[Begin]
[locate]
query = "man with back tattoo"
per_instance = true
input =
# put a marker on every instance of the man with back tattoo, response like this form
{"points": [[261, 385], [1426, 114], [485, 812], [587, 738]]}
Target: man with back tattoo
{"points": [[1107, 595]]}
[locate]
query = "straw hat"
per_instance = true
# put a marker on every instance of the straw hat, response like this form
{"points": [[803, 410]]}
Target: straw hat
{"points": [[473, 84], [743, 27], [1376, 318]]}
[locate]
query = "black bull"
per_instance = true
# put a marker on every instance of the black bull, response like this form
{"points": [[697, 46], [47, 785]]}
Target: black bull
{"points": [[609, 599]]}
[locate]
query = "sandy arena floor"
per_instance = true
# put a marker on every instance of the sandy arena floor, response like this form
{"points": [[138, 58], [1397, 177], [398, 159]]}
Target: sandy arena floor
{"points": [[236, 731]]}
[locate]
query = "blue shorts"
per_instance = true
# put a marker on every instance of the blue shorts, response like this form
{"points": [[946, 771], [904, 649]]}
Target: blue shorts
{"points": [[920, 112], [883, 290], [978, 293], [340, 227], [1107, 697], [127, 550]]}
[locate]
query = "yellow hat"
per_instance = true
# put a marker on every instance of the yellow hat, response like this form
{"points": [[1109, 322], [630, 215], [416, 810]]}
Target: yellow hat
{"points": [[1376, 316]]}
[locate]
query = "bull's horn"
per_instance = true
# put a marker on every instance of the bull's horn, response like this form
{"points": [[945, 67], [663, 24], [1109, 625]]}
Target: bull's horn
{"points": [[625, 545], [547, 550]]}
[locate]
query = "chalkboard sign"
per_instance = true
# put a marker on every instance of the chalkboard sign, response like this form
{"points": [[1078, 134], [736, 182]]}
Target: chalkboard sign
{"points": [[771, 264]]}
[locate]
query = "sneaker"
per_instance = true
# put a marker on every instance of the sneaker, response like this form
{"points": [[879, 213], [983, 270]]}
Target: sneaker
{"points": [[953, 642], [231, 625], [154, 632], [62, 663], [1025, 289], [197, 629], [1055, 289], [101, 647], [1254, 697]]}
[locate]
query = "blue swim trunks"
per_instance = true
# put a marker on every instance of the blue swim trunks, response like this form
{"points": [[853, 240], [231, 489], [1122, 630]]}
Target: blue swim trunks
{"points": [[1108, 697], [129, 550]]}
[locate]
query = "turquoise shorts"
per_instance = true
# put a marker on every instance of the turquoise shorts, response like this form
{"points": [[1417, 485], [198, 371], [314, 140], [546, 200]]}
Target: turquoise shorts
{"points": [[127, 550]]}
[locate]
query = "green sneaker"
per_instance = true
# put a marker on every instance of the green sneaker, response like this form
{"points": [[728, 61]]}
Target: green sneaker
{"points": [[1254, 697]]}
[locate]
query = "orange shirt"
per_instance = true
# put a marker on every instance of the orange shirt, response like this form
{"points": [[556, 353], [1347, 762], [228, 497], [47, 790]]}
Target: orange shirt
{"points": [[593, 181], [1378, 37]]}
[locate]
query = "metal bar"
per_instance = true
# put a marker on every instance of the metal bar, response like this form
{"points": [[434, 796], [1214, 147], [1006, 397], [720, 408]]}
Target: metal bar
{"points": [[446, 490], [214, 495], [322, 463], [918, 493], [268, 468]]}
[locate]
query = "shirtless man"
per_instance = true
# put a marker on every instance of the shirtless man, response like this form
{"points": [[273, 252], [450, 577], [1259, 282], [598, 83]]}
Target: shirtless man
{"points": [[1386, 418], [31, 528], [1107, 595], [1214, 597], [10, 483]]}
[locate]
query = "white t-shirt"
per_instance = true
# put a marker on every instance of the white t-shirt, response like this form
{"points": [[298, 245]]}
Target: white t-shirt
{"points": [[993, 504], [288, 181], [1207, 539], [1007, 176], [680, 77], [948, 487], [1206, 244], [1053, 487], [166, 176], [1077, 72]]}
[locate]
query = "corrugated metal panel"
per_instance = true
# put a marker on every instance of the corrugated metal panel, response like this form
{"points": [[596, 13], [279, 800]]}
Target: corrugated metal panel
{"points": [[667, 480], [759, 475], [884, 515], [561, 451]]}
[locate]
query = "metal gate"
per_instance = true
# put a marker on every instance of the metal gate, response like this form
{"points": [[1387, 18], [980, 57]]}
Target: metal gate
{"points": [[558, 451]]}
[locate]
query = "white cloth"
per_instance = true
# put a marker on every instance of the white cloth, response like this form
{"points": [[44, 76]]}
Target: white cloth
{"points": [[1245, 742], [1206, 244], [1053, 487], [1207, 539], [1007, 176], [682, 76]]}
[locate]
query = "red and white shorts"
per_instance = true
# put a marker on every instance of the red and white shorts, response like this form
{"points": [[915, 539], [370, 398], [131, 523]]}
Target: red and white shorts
[End]
SET EXERCISE:
Restate all of the entries above precisely.

OUTPUT:
[locate]
query = "man with back tattoo"
per_instance = true
input =
# put a marker on every instance of the man with back tattoo, response like this form
{"points": [[261, 385], [1426, 114], [485, 812], [587, 738]]}
Target: man with back tattoo
{"points": [[1107, 595]]}
[locate]
query = "straw hat"
per_instance = true
# put a marker on every instance of the straw hat, response like this form
{"points": [[803, 410]]}
Target: straw hat
{"points": [[473, 84], [743, 27], [1376, 318]]}
[locate]
query = "black bull"
per_instance = true
# put a marker on every instance of the black bull, response like this form
{"points": [[697, 46], [47, 785]]}
Target: black bull
{"points": [[609, 599]]}
[locate]
query = "sandy arena floor"
per_instance = true
# put a marker on every instance of the sandy arena floor, response like this form
{"points": [[138, 58], [1397, 177], [398, 159]]}
Target: sandy arena floor
{"points": [[236, 731]]}
[locate]
query = "blue shorts"
per_instance = true
# put a marker on every instance of the blue shorts, response like this form
{"points": [[946, 771], [904, 649]]}
Target: blue shorts
{"points": [[920, 112], [883, 290], [978, 293], [340, 227], [1107, 697], [127, 550]]}
[locate]
query = "yellow hat"
per_instance = true
# put a marker on every instance of the yellow hat, response like this form
{"points": [[1109, 322], [630, 215], [416, 810]]}
Target: yellow hat
{"points": [[1376, 316]]}
[locate]
query = "bull's horn"
per_instance = true
# put a marker on every instance of the bull's horn, response like this form
{"points": [[945, 67], [663, 24], [1109, 625]]}
Target: bull's horn
{"points": [[625, 545], [547, 550]]}
[locate]
query = "chalkboard sign"
per_instance = true
# put a marker on every instance of the chalkboard sign, response like this form
{"points": [[1078, 134], [736, 182]]}
Target: chalkboard sign
{"points": [[771, 264]]}
[locate]
query = "sneaker"
per_instance = true
# put a marker on every instance of the sneaker, response like this form
{"points": [[879, 213], [983, 270]]}
Target: sneaker
{"points": [[953, 642], [231, 625], [154, 632], [62, 663], [1025, 289], [197, 629], [1055, 289], [101, 647], [1254, 697]]}
[locate]
query = "blue swim trunks"
per_instance = true
# put a marker on every instance of the blue swim trunks, response like this form
{"points": [[853, 240], [231, 489], [1122, 630]]}
Target: blue swim trunks
{"points": [[1108, 697], [129, 550]]}
[locate]
query = "turquoise shorts"
per_instance = true
# put a marker on every instance of the turquoise shorts, response like this form
{"points": [[1417, 485], [198, 371], [314, 140], [546, 200]]}
Target: turquoise shorts
{"points": [[127, 550]]}
[locate]
query = "green sneaker"
per_instance = true
# put a marker on every instance of the green sneaker, response like this form
{"points": [[728, 61]]}
Target: green sneaker
{"points": [[1254, 697]]}
[locate]
query = "orange shirt"
per_instance = true
# put a marker on every instance of the orange shirt, response like this form
{"points": [[556, 353], [1347, 762], [228, 497], [47, 790]]}
Target: orange shirt
{"points": [[593, 181], [1378, 37]]}
[locate]
query = "metal bar"
per_instance = true
# put a marker on every instance of the metal bar, response like this form
{"points": [[434, 796], [1214, 147], [1006, 397], [720, 408]]}
Target: metal bar
{"points": [[446, 490], [214, 495], [322, 463], [918, 493], [268, 468]]}
[locate]
query = "shirtless man"
per_instance = true
# put a marker on every instance of the shirtless man, response like this form
{"points": [[273, 252], [450, 577], [1259, 282], [598, 83]]}
Target: shirtless man
{"points": [[1386, 418], [31, 528], [1107, 595], [1214, 597], [10, 483]]}
[locate]
query = "white t-shirt"
per_instance = true
# put a marker on every instance of the white t-shirt, response like this form
{"points": [[298, 245]]}
Target: white t-shirt
{"points": [[993, 504], [288, 181], [1207, 539], [1007, 176], [680, 77], [948, 487], [1206, 244], [1053, 487], [166, 176], [1077, 72]]}
[locate]
query = "corrugated metal panel"
per_instance = true
# put a marker on every instance of the corrugated metal panel, response like this form
{"points": [[596, 13], [279, 800]]}
Target: corrugated metal panel
{"points": [[667, 480], [759, 475], [884, 515], [561, 451]]}
[locate]
query = "metal gate"
per_instance = true
# put a marker on every instance of the metal gate, response like this form
{"points": [[1387, 18], [980, 57]]}
Target: metal gate
{"points": [[558, 451]]}
[locate]
query = "white cloth"
per_instance = true
# put a marker on every instance of the white cloth, response like this form
{"points": [[44, 76]]}
Target: white cloth
{"points": [[1245, 742], [1206, 244], [1053, 487], [1207, 539], [1007, 176], [682, 76]]}
[locate]
query = "red and white shorts"
per_instance = true
# put a marker on every instance of the red and white shorts, response like this form
{"points": [[915, 539], [370, 398], [131, 523]]}
Target: red and white shorts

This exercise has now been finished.